Exercise requirements:
Would you quote the material below in full and unchanged?

Records from a point labeling set:
## begin

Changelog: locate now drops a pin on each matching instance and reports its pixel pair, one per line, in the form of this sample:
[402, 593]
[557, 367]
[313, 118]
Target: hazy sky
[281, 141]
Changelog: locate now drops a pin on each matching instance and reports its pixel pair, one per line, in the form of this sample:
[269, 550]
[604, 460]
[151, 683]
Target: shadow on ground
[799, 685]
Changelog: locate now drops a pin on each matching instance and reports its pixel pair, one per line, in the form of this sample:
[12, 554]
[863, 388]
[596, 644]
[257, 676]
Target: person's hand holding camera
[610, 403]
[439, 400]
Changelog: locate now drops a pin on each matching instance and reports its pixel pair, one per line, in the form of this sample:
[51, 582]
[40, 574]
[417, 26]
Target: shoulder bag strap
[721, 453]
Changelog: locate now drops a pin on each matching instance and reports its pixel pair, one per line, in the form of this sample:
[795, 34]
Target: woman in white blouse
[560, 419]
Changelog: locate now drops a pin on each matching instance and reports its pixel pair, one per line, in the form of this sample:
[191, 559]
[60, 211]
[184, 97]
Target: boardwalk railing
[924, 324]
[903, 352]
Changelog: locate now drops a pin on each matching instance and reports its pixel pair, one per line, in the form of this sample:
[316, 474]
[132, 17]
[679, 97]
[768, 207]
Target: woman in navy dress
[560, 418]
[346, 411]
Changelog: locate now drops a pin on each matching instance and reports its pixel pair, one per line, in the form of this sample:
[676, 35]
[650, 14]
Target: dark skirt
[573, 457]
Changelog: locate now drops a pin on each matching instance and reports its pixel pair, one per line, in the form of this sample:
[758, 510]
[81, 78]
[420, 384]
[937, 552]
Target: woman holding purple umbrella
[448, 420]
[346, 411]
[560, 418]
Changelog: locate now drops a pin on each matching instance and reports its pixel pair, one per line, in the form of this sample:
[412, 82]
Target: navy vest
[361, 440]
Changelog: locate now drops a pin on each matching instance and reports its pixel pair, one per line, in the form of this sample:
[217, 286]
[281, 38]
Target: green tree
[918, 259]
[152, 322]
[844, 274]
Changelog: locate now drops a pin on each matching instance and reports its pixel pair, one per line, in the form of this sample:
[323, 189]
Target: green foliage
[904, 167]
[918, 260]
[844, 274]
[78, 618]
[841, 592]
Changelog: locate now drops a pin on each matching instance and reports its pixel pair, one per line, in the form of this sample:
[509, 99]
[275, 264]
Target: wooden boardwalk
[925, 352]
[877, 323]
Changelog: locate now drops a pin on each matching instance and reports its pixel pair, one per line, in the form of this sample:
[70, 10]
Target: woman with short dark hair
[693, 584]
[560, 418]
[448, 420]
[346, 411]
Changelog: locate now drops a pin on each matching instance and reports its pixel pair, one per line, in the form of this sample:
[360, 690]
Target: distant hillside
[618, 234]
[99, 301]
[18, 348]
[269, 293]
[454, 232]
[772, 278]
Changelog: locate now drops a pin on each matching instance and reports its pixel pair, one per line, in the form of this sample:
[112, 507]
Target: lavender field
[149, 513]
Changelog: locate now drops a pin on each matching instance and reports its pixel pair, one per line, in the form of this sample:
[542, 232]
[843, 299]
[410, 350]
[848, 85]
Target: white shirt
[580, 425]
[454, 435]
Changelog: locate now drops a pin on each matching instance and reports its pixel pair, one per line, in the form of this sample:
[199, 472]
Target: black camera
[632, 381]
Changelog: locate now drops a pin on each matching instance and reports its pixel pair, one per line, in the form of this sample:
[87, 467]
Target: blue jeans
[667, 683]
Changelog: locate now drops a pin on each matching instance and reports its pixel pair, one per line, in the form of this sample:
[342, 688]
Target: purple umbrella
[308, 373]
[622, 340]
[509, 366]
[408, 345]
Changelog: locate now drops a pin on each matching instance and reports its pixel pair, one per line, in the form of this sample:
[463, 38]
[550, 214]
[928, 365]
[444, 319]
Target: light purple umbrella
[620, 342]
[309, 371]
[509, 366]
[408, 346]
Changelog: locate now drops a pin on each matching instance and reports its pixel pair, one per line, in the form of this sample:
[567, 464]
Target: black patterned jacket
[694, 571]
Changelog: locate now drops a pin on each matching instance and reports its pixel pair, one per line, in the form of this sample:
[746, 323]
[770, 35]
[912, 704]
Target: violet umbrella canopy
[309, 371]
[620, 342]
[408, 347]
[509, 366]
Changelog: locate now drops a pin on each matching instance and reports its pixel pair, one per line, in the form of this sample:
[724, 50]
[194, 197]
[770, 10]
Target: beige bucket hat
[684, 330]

## end

Complete response:
Changelog: locate now drops a pin on each matching instance and reports its pixel pair, one per line, in the form of this sample:
[402, 593]
[557, 367]
[313, 118]
Target: hazy sky
[281, 141]
Changelog: locate now drops a pin on each matching instance and reports its pixel pair, one per line, in the form of this sample:
[269, 550]
[604, 460]
[151, 683]
Target: shadow on ground
[799, 685]
Changelog: locate now drops a pin on each matching instance and reports its pixel pair, one per line, in the form of this sample:
[12, 554]
[863, 388]
[596, 644]
[257, 676]
Target: person's hand holding camera
[610, 403]
[439, 400]
Changelog: locate now drops a pin on each matching instance and reports its pixel pair, one per line, in the form of this sample:
[51, 582]
[40, 574]
[417, 26]
Target: shoulder bag strap
[721, 453]
Changelog: locate now drops a pin on each matching instance and reports its pixel pair, one per line, in the form of this sample:
[795, 34]
Target: woman in white blouse
[560, 419]
Changelog: locate now drops a pin on each matching instance and reports its pixel pair, one per line, in the form of this sample:
[191, 559]
[60, 211]
[184, 97]
Target: boardwalk railing
[924, 324]
[903, 352]
Changelog: locate now drops a pin on each matching instance and reports its pixel pair, one per line, in the form of this sample:
[316, 474]
[132, 17]
[679, 97]
[768, 207]
Target: woman in navy dress
[560, 418]
[346, 411]
Changelog: locate now drops a pin on each matching instance and reports its pixel pair, one per line, in the form of this sample:
[676, 35]
[650, 14]
Target: dark skirt
[573, 457]
Changelog: locate now drops a pin on each matching instance and reports its pixel pair, one per line, in the form of this sample:
[758, 510]
[81, 78]
[420, 384]
[937, 552]
Target: woman holding purple umbrella
[448, 420]
[346, 411]
[560, 418]
Changelog: locate now drops a pin on each matching instance and reports its pixel pair, one per line, in the form of this sample:
[412, 82]
Target: navy vest
[361, 440]
Changelog: locate now drops a pin on each matching instance and reports its pixel pair, one per line, in the form of this sample:
[217, 286]
[281, 38]
Target: green tree
[918, 259]
[152, 322]
[844, 274]
Changelog: locate now drops a pin on each matching instance and reports its pixel pair, one per line, in the form of this sample:
[323, 189]
Target: green foliage
[904, 167]
[918, 260]
[844, 274]
[78, 618]
[841, 592]
Changelog: locate now drops a pin on each matching instance and reports its pixel pair, one per line, in the form of this sample:
[509, 99]
[275, 264]
Target: wooden boardwalk
[925, 352]
[877, 323]
Changelog: locate now drops a pin on each matching instance and reports its pixel pair, one per line, in the form of this sample:
[70, 10]
Target: woman with short dark hair
[693, 584]
[560, 418]
[448, 420]
[346, 411]
Changelog: locate now drops a pin on each matching instance and reports its pixel pair, one per line, in the form of this sample:
[360, 690]
Target: distant hillside
[618, 234]
[99, 301]
[18, 348]
[269, 293]
[454, 232]
[772, 278]
Changelog: locate now drops a pin on each matching instance and reports its pixel pair, one per line, in the form of this sample:
[112, 507]
Target: lavender field
[149, 513]
Changelog: locate now drops a pin on each matching instance and reports its pixel pair, one per line, in the form of this sample:
[542, 232]
[843, 299]
[410, 350]
[848, 85]
Target: white shirt
[580, 425]
[454, 435]
Changelog: locate now drops a pin on each matching instance and reports its pixel pair, one per line, in the form of this sample:
[199, 472]
Target: black camera
[632, 381]
Changelog: locate now drops a pin on each matching instance and reports its pixel pair, one per line, in the form of this sample:
[87, 467]
Target: blue jeans
[667, 683]
Changelog: locate now drops a pin on each matching instance and reports its pixel pair, one per line, in the form of this sample:
[342, 688]
Target: purple umbrella
[308, 373]
[622, 340]
[509, 366]
[408, 345]
Changelog: locate now drops a pin on each matching instance and reports its pixel pair, one per line, in the form of this sample:
[463, 38]
[550, 214]
[928, 365]
[444, 319]
Target: light purple umbrella
[620, 342]
[309, 371]
[509, 366]
[408, 346]
Changelog: locate now drops a pin on each matching instance and reports its pixel pair, one per line, in the form of this sample:
[567, 464]
Target: black patterned jacket
[694, 571]
Changelog: locate now drops a pin on each matching instance and reports its pixel pair, one per line, in the form of this sample:
[746, 323]
[770, 35]
[912, 704]
Target: violet umbrella canopy
[309, 371]
[620, 342]
[408, 347]
[509, 366]
Changelog: locate now drops a pin on each matching instance and reports its pixel pair, one per line, in the form of this sample:
[724, 50]
[194, 197]
[770, 10]
Target: beige bucket hat
[684, 330]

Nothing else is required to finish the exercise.